## Records held in a dataset
________________

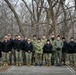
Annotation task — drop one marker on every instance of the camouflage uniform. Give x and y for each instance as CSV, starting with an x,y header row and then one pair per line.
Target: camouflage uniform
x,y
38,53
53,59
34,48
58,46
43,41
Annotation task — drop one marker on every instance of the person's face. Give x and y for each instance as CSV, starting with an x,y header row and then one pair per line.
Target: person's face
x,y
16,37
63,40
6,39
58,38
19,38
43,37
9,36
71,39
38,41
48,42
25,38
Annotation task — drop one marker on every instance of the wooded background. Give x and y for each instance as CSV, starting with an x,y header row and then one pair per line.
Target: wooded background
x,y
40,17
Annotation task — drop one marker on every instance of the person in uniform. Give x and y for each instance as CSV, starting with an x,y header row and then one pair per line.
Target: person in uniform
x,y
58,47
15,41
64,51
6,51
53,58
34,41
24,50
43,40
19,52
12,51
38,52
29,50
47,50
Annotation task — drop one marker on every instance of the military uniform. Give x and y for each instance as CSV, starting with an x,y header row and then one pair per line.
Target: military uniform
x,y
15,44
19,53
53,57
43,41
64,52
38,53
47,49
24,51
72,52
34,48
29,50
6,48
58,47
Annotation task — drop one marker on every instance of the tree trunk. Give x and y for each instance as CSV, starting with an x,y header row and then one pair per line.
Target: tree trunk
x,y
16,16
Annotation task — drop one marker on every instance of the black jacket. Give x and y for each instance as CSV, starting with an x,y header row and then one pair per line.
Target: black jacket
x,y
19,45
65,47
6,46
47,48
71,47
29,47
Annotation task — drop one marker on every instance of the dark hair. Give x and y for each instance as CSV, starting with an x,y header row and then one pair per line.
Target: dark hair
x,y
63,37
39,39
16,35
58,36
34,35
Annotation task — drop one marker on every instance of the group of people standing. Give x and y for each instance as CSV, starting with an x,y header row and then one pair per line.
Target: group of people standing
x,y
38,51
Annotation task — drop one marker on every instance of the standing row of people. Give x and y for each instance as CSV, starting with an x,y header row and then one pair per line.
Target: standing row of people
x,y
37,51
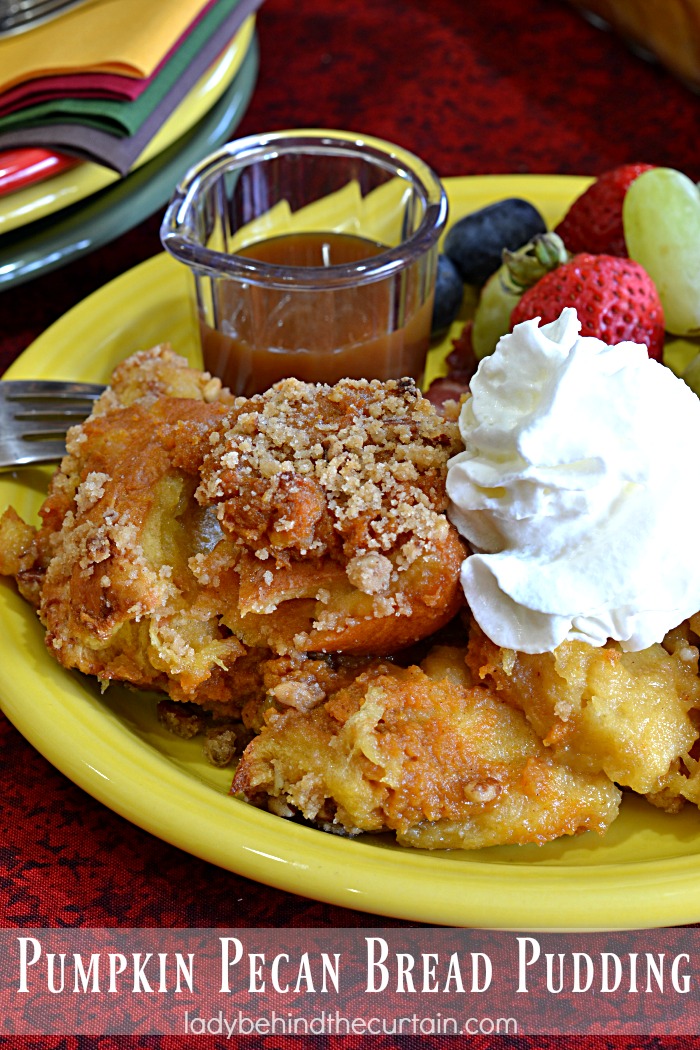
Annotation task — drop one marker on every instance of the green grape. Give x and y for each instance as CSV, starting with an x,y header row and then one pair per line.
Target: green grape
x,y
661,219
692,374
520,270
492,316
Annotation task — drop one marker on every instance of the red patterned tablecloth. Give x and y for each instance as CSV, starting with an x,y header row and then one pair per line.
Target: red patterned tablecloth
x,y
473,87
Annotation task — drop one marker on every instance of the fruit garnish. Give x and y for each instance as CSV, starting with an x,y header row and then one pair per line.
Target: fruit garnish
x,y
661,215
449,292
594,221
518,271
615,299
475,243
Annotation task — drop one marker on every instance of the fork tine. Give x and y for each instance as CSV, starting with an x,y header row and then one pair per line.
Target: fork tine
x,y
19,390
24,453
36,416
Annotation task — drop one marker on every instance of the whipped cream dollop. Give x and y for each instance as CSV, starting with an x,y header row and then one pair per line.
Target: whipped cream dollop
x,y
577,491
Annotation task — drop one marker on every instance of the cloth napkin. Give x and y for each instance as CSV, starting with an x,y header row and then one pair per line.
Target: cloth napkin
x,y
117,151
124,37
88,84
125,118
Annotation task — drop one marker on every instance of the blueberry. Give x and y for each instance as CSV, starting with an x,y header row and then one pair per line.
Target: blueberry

________________

## Prompt
Reproduce the entire listing above word for word, omitting the pictures.

## Output below
Annotation task — drop one marker on every instance of the camouflage uniform. Give x and y for each instance as CSV, starting with an x,y header row and then one pair per line.
Target: camouflage uniform
x,y
38,53
53,59
34,48
58,46
43,41
Annotation task — drop one marker on every instance of the person's face. Give x and y for each instance as CSV, starting with an x,y header row and then one pair per line.
Target: person's face
x,y
16,37
63,40
6,39
58,38
19,38
43,37
9,36
71,39
38,41
48,42
25,38
Annotation task — drop one marker on every instance of the wooded background. Give x and y for each instance as CSV, starting with an x,y header row and then one pair per line.
Target: wooded background
x,y
40,17
Annotation task — drop one marker on every instance of the person in uniform. Give x and y for each instance as CSV, starting with an x,y header row and then one pair per line.
Target: person in uniform
x,y
58,47
15,41
64,51
6,51
53,58
34,41
24,50
43,40
19,52
12,51
38,52
29,50
47,50
Annotation task — drop one marker on every instance of the military uniform. Give x and y for each instance as CSV, starting with an x,y header row and then one pair per line.
Target: military uniform
x,y
15,44
19,53
53,57
43,41
64,52
38,53
47,49
24,51
72,52
34,48
29,50
6,48
58,47
Annotation task — drop one marker on every instance of the tree trunk. Give x and y for each instance as CSV, starting with an x,y header row and then one pair per line.
Target: tree trunk
x,y
16,16
Annotation task — drop one marker on every instance of the black jacket. Give x and y for each instance as CSV, starting with an x,y header row and then one pair per line.
Target: black jacket
x,y
19,45
65,47
6,46
47,48
71,47
29,47
Annotation task — drop one marker on every instance of the dark hair. Give x and y for each instance as CSV, starting with an x,y header row and then one pair per line.
Target: dark hair
x,y
63,37
39,39
16,35
58,36
34,35
Annotation task — drop one marker on every instance of the group of people standing. Give x and y for each instance as CSV, starting with an x,y header row and then one pair per line.
Target: group of people standing
x,y
38,51
Annotation task — drop one marker on every instance of the standing row of people. Give x and y for each instance as CSV, starting with an x,y header row and then one pair per line.
Target: standing row of people
x,y
37,51
Annotation task — drop one marker on every instance of the green grape. Give x and y for each instance as CSV, starting with an x,y header row and then one pair per line.
Target: green grape
x,y
661,219
692,374
520,270
492,316
Annotation task — drop one marker on every instance of the red patterned tablecloth. Give x and y for each instance as CSV, starting with an x,y header row and then one pair per line.
Target: red patterned tablecloth
x,y
473,87
Annotation task — drop one marker on every instance of the fruit garnish. Give x and y for each instance as CSV, starting with an x,y header row and then one pair per line.
Target: fruit garnish
x,y
661,215
449,292
594,221
518,271
615,299
475,243
Annotation task — drop one marker on every instance of the fork tine. Give x and y for each instance as CSV, starting with an x,y header row and then one pair per line.
Target: fork tine
x,y
19,390
24,453
36,416
Annotation task — drop one marker on every instance of the whipped cream dollop. Give x and y for each instance as CSV, starting with an x,y header row and then one pair per line.
Target: whipped cream dollop
x,y
577,491
Annotation task — drop one marker on every instance of the cloth napkin. Give x and y for each instance as CSV, starting with an x,y header row and then one pair per line.
Target: cloth napkin
x,y
117,151
124,37
88,84
125,118
Annotation task — drop one marker on every instance of the blueberry. Give x and y for each instance as CSV, starting with an x,y header row and then one pair per line.
Target: blueberry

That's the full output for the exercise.